— Begin Page excerpt —

Fuck spices. All you need is salt and pepper. Dip the chicken in an egg wash, coat it with flour and breadcrumbs. Put in the fryer and wait for it to turn golden brown. Booom you got yourself fried chicken my way
depends on your taste, I like spice and dont like salt so for about every 1 cup flower i use 1/2 teaspoon spice, and about half that of salt.
@abraham you mean i dip it into soy sauce before frying?
@move the skin kinda tastes still... floury.. I couldn't replicate what most fastfood restaurants make. Id kill for that KFC fried chicken recipe if I could
@joe I triple dipped with flour egg then flour. Kinda okay
Do not ever dip your chicken in egg wash ffs, unless you want to roll it in breadcrumbs. Just use 1/2 cup cornstarch and add 2 tbsps of chicken powder or garlic powder and another tbsp of pepper.
Egg wash is only good for meat that cooks fast ie prawns, squid, fish. If you do that on chicken, your crust will taste bitter because chicken takes longer cooking time.
At least half an hour of marinating is good enough. I don't use soy sauce to marinate tbh, but I use calamansi to cook it slightly with the acid and some salt. Remember that the savor of meat is in the fat, and the part of the chicken with the most fat is the thigh and the leg. The skin also has lots of fat undernath it that is why chicken wings is extremely delicious.
Le original dogolino has arrive. The recipe i gave was for frying boneless chicken breast. Which has less fat and its quicker to cook compared to the thigh and leg so there's no problem using an egg wash and breadcrumbs. I also flatten the meat to reduce the time taken to cook and for an even frying. #healthy
^i didn't know that. Nice to know. New tricks to show off this Christmas Seemsgood
@pinoydogo guess im stuck here again till halfway into next year. My agency is fuckd up.
Where are you from sir?You should try the chicken adobo it's from Philippines now calm down your horses leave dota issues about my region and try it :) its really good.

— End Page excerpt —
— Begin Supplied data —

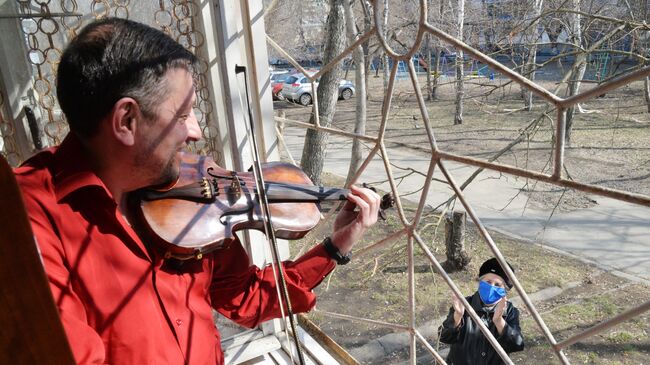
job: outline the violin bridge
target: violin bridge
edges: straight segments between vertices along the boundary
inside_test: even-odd
[[[199,181],[199,186],[201,187],[201,195],[205,199],[213,200],[218,193],[216,182],[211,182],[206,178],[203,178],[201,181]]]
[[[242,183],[239,180],[239,176],[237,176],[237,174],[233,172],[232,181],[230,182],[230,194],[232,194],[231,196],[235,198],[235,201],[239,200],[239,198],[241,197],[241,190],[242,190],[241,186]]]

— End Supplied data —

Complete the following:
[1] From the fried chicken thread, extract the passage starting with "Egg wash is" and going on through "longer cooking time.".
[2] Extend the fried chicken thread from the point where it stops.
The rows above are separate material and have no connection to the fried chicken thread.

Final answers:
[1]
Egg wash is only good for meat that cooks fast ie prawns, squid, fish. If you do that on chicken, your crust will taste bitter because chicken takes longer cooking time.

[2]
um most chicken tenders are dipped in egg wash before the flour. You could also try buttermilk.
If you want spices I'd do salt, pepper, chili powder, cayenne pepper, garlic powder.
Dire Wolf you insufferable Americuck you dont dip pieces of chicken in egg wash especially if it isnt deboned as it will take more time to cook the meat and by then your crust will taste like charcoal.
I don't really understand how eggs are full of fat ala amerifat cuisine? It's the oil and frying in general you should be arguing against.
5 stars, 200+ ratings. Eggwash is standard for frying chicken tenders.
Shouldn't I worry more about the breading itself than the eggwash? I think the breading is mucg more prone to getting burned
You can use egg wash on tenderloins because it is such a small, thin cut of bird. Not much different than frying a nugget of gator tail or shrimp. Dip a full breast or leg in egg wash and you'll ruin it
I just ate some fried chicken. The breasts were juicy, and the buns were soft and warm. Afterwards, the division manager of Popeyes came up to my table and asked me how the meal was.I said I was satisfied, but the meal lacked a certain je ne sais quoi. He apologized profusely, and said he had something to show me that would make up for it.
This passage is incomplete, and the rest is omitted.